### Document section
----------------------------------------

Rohingya refugees brought ashore after dramatic Indonesia rescue

Medan, Indonesia – A standoff involving a boat carrying Rohingya refugees and the Indonesian navy has ended with a dramatic rescue that took 18 hours to complete due to heavy rains and high seas.

The refugees – mostly women and children – were brought ashore at Lhokseumawe in Indonesia’s northwestern province of Aceh in the early hours of Friday. They were immediately screened by health department officials as part of the country’s protocol against COVID-19.

“We are very relieved and extremely grateful to the Indonesian government for granting the Rohingya permission to disembark in Aceh on humanitarian grounds,” Lilianne Fan, the co-founder of Geutanyoe Foundation, a non-governmental organisation (NGO) that supports refugees in Indonesia and Malaysia.

“Indonesia once again has shown great humanity towards the refugees and this principled response must be not only commended but adequately supported,” she told Al Jazeera.

In a statement to Al Jazeera, the United Nations High Commissioner for Refugees (UNHCR) also said it applauds the decision of the Indonesian government.

“We are grateful that Indonesia and its people have once again proven their humanitarian spirit and shown that saving lives must always be the top priority. It is a humanitarian imperative to facilitate the immediate disembarkation of vessels in distress and to prevent the loss of life,” said Ann Maymann, UNHCR Representative in Indonesia.

The rescue ends days of talks after the stricken wooden vessel, carrying more than 100 Rohingya refugees, was first spotted by fishermen bobbing in waters off the coast of Aceh on Sunday.

On Tuesday, Indonesian authorities had initially rejected the refugee boat, which had a broken engine and was taking on water. Photographs circulating on social media had shown the Indonesian navy preparing food, water and petrol for the refugees before an apparent plan to push them back into Malaysian waters.

That ignited an outcry with NGOs, including Amnesty International and UNHCR, calling for the refugees to be allowed to land, prompting Indonesia authorities to relent.

“Today, the Indonesian government decided, in the name of humanity, to give refuge to Rohingya refugees currently afloat on a boat near Biereun district, Aceh,” Armed Wijaya, an official at Indonesia’s chief security ministry, said in a statement on Wednesday.

High tides, stormy seas

On Thursday, an Indonesian navy vessel towed the refugee boat to the port of Lhokseumawe, where the refugees were able to disembark. The process was originally meant to take about 12 hours, but high tides and stormy seas with large waves made progress slow.

----------------------------------------

### Data to examine
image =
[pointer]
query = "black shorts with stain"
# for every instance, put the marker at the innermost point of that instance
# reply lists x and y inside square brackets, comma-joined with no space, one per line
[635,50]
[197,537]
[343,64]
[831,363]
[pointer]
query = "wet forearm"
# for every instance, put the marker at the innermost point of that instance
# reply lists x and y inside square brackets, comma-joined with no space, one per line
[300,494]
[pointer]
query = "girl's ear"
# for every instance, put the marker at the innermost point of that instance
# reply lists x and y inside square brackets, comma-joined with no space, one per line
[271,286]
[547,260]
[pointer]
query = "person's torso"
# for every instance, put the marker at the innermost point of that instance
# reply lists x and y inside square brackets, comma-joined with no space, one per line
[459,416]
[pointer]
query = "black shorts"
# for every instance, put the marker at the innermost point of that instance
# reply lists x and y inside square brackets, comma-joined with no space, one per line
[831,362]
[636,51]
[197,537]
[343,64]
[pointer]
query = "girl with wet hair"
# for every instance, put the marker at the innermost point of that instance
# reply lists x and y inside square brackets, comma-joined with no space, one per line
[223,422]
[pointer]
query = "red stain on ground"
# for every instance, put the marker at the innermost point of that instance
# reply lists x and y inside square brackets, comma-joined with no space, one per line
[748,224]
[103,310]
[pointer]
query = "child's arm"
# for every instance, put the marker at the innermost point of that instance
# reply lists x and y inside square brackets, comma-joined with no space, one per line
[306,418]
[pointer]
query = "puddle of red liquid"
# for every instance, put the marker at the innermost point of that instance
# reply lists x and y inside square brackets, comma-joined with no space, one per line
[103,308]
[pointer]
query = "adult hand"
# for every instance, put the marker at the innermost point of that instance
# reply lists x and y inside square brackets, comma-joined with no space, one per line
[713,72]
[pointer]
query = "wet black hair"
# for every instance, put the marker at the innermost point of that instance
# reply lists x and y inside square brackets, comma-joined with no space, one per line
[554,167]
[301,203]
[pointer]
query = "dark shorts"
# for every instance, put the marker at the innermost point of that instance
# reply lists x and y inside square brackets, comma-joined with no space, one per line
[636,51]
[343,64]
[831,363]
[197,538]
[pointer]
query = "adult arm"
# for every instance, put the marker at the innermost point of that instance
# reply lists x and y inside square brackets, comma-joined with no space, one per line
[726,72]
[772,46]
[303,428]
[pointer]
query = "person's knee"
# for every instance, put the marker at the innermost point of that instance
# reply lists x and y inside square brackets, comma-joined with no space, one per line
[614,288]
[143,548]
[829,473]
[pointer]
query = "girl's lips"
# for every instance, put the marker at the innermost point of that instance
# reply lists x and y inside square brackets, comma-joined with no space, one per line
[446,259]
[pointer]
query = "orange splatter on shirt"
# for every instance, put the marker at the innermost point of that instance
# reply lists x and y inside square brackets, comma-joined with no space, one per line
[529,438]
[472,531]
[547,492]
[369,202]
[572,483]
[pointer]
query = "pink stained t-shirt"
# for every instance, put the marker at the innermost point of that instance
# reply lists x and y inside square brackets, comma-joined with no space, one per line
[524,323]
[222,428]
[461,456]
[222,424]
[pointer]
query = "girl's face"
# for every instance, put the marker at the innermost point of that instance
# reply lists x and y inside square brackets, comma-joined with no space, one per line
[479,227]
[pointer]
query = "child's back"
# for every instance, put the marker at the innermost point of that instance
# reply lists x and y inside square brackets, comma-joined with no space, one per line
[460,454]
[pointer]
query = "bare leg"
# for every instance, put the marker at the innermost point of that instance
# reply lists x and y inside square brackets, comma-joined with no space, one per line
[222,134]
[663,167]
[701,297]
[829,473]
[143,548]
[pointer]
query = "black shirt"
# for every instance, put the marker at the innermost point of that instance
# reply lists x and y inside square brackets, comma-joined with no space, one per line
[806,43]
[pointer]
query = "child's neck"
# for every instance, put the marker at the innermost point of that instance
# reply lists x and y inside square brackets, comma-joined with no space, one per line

----------------------------------------

### Your tasks
1 > According to the article on the Rohingya rescue, how long did the rescue take to complete?
2 > Please carry the article on the Rohingya rescue forward from its last sentence.

### Outputs by task
1 > 18 hours

2 >
“There were 105 refugees aboard and several of them will need medical attention in the coming days,” Nasruddin M Is, the humanitarian coordinator of the Geutanyoe Foundation told Al Jazeera.

Nasruddin had been waiting at the docks to help process the refugees.

He said the refugees would now be quarantined for 10 days in line with local coronavirus protocols. He added that there were also plans to vaccinate the refugees as part of an initiative by the International Organization of Migration (IOM).

Fan, the co-founder of Geutanyoe Foundation, told Al Jazeera that pushing the refugees back out to sea would have been a violation of the international principle of non-refoulement.

Non-refoulement is a principle of international law that forbids a country from returning refugees or asylum seekers to a country where they would be in danger of persecution.

On Tuesday, Indonesian authorities had initially rejected the refugee boat, which had a broken engine and was taking on water [Photo courtesy of Geutanyoe Foundation]

‘No safety or freedom in Myanmar’

Gura Amin, a Rohingya refugee based in Medan, the provincial capital of North Sumatra, had arrived in Aceh by boat from Bangladesh in 2019. He told Al Jazeera that he had been extremely worried about the escalating situation.

“When I was on my boat, it was so difficult. The Myanmar government and military have been killing Rohingya for years including women and children. There is no safety or freedom in Myanmar.”

When Gura Amin arrived in Aceh from Cox’s Bazar in Bangladesh, he had been at sea for seven months, having been turned away repeatedly from landing in Malaysia.

Supplies of food and water on his boat had been severely depleted, leading to the deaths of a number of the refugees on board, including children.

Amin was only able to enter Indonesia as his boat was not spotted by authorities until it had landed and the refugees on board had already disembarked on a local beach.

“They will have tried their best to enter Malaysia,” he said of the refugees on the latest boat.

In the past, neighbouring Thailand and Malaysia have not allowed Rohingya refugees to land and have pushed them back out to sea. Indonesia has also repeatedly tried to refuse refugees the right to land before relenting, something that Fan said was also a violation of Indonesian law.

“It goes against Indonesian Presidential Decree 125 of 2016,” she said.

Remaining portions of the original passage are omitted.